Items ▸

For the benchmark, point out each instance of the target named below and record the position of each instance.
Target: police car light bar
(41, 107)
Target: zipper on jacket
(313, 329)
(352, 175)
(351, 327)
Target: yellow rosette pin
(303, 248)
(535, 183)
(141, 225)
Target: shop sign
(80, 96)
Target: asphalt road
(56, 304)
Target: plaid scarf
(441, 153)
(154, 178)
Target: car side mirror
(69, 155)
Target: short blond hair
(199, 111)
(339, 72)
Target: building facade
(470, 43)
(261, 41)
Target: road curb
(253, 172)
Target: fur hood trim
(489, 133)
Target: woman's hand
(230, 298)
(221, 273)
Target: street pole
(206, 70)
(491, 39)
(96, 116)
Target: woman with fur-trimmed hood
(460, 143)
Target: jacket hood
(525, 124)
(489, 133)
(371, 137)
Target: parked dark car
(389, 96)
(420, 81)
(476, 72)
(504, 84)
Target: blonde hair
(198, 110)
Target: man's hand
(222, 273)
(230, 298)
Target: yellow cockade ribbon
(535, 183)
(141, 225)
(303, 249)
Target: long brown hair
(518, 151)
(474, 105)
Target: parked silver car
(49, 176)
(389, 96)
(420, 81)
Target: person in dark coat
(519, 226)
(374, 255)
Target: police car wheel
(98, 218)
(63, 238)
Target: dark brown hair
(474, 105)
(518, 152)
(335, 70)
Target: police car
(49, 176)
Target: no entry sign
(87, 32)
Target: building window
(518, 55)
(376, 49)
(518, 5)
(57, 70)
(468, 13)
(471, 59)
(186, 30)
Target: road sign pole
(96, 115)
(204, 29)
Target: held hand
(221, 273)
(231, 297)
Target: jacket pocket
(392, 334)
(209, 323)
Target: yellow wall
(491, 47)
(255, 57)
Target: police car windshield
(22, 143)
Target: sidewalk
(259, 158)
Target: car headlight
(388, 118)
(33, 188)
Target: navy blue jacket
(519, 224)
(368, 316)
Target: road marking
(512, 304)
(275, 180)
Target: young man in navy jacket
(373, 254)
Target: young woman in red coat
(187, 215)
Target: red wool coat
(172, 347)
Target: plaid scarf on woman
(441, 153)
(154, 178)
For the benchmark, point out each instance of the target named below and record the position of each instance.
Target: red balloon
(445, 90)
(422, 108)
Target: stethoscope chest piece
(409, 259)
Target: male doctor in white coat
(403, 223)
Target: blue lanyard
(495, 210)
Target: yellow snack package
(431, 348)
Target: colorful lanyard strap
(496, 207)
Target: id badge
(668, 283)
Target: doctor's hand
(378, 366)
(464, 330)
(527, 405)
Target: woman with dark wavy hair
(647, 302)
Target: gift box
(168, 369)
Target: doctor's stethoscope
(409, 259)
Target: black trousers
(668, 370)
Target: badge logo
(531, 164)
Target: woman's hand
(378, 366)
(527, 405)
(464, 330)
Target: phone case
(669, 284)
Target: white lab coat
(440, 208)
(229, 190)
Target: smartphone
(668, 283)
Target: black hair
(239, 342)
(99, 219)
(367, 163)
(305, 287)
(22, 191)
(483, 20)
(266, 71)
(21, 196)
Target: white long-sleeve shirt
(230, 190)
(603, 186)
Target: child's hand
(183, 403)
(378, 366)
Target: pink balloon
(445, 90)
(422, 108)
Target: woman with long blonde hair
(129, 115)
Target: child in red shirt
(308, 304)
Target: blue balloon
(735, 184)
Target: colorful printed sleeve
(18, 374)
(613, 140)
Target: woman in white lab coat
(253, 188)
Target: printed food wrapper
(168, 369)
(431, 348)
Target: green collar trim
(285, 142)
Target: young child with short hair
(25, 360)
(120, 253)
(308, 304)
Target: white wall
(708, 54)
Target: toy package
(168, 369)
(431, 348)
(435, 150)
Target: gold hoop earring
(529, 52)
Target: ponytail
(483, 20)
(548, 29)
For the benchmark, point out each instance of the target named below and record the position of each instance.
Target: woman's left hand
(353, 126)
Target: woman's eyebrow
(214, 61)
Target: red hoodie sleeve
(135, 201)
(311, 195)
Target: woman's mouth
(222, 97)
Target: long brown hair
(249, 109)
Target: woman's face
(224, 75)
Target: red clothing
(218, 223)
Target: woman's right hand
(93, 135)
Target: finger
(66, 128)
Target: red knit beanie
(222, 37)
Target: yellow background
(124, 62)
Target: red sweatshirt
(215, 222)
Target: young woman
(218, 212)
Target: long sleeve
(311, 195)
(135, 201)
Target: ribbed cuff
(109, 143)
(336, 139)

Problem details ▸ Reproduce the material above exactly; please quote every line of it.

Solution to this exercise ▸
For the benchmark, point out each instance of the target named below and record the position of each instance.
Target: police car light bar
(41, 107)
Target: zipper on jacket
(313, 329)
(352, 175)
(351, 327)
Target: yellow rosette pin
(303, 248)
(535, 183)
(141, 225)
Target: shop sign
(80, 96)
Target: asphalt road
(56, 304)
Target: plaid scarf
(441, 153)
(154, 178)
Target: car side mirror
(69, 155)
Target: short blond hair
(199, 111)
(339, 72)
Target: building facade
(470, 43)
(261, 41)
Target: road curb
(253, 172)
Target: fur hood trim
(489, 133)
Target: woman's hand
(230, 298)
(221, 273)
Target: street pole
(206, 70)
(491, 39)
(96, 116)
Target: woman with fur-trimmed hood
(460, 143)
Target: jacket hood
(525, 124)
(489, 133)
(371, 137)
Target: parked dark car
(389, 96)
(420, 81)
(476, 72)
(504, 84)
Target: blonde hair
(198, 110)
Target: man's hand
(222, 273)
(230, 298)
Target: yellow cockade ribbon
(535, 183)
(141, 225)
(303, 249)
Target: long brown hair
(518, 151)
(474, 105)
Target: parked silver car
(49, 176)
(389, 96)
(420, 81)
Target: person in dark coat
(519, 226)
(374, 255)
Target: police car wheel
(98, 218)
(63, 238)
Target: dark brown hair
(474, 105)
(518, 152)
(335, 70)
Target: police car
(49, 176)
Target: no entry sign
(87, 32)
Target: building window
(518, 55)
(376, 49)
(518, 5)
(57, 70)
(468, 13)
(471, 59)
(186, 30)
Target: road sign pole
(96, 115)
(204, 29)
Target: held hand
(221, 273)
(231, 297)
Target: jacket pocket
(392, 334)
(209, 323)
Target: yellow wall
(491, 47)
(255, 57)
Target: police car windshield
(22, 143)
Target: sidewalk
(259, 158)
Target: car headlight
(388, 118)
(33, 188)
Target: navy blue jacket
(519, 224)
(368, 316)
Target: road marking
(512, 304)
(275, 180)
Target: young man in navy jacket
(373, 254)
Target: young woman in red coat
(187, 215)
Target: red wool coat
(172, 347)
Target: plaid scarf on woman
(441, 153)
(154, 178)
For the benchmark, point out each instance of the target named below and record the position of each instance.
Target: red balloon
(445, 90)
(422, 108)
Target: stethoscope chest piece
(409, 259)
Target: male doctor in white coat
(403, 223)
Target: blue lanyard
(495, 210)
Target: yellow snack package
(431, 348)
Target: colorful lanyard strap
(496, 207)
Target: id badge
(668, 283)
Target: doctor's hand
(378, 366)
(464, 330)
(527, 405)
Target: woman with dark wavy hair
(647, 302)
Target: gift box
(168, 369)
Target: doctor's stethoscope
(409, 259)
Target: black trousers
(668, 370)
Target: badge logo
(531, 164)
Target: woman's hand
(378, 366)
(527, 405)
(464, 330)
Target: phone case
(669, 284)
Target: white lab coat
(440, 208)
(229, 190)
Target: smartphone
(668, 283)
Target: black hair
(239, 342)
(99, 219)
(367, 163)
(305, 287)
(22, 191)
(483, 20)
(266, 71)
(21, 196)
Target: white long-sleeve shirt
(230, 190)
(603, 186)
Target: child's hand
(183, 403)
(378, 366)
Target: pink balloon
(445, 90)
(422, 108)
Target: woman with long blonde hair
(129, 115)
Target: child in red shirt
(308, 304)
Target: blue balloon
(735, 184)
Target: colorful printed sleeve
(18, 374)
(613, 140)
Target: woman in white lab coat
(253, 188)
Target: printed food wrapper
(168, 369)
(431, 348)
Target: green collar trim
(285, 142)
Target: young child with short hair
(25, 360)
(120, 253)
(308, 304)
Target: white wall
(708, 54)
Target: toy package
(168, 369)
(431, 348)
(435, 150)
Target: gold hoop earring
(529, 52)
Target: ponytail
(483, 20)
(548, 29)
For the benchmark, point out each instance of the target named below and record the position of each instance.
Target: woman's left hand
(353, 126)
Target: woman's eyebrow
(214, 61)
Target: red hoodie sleeve
(135, 201)
(311, 195)
Target: woman's mouth
(222, 97)
Target: long brown hair
(249, 109)
Target: woman's face
(224, 75)
Target: red clothing
(218, 223)
Target: woman's right hand
(93, 135)
Target: finger
(66, 128)
Target: red knit beanie
(222, 37)
Target: yellow background
(124, 62)
Target: red sweatshirt
(215, 222)
Target: young woman
(218, 212)
Target: long sleeve
(311, 195)
(135, 201)
Target: ribbed cuff
(109, 143)
(336, 139)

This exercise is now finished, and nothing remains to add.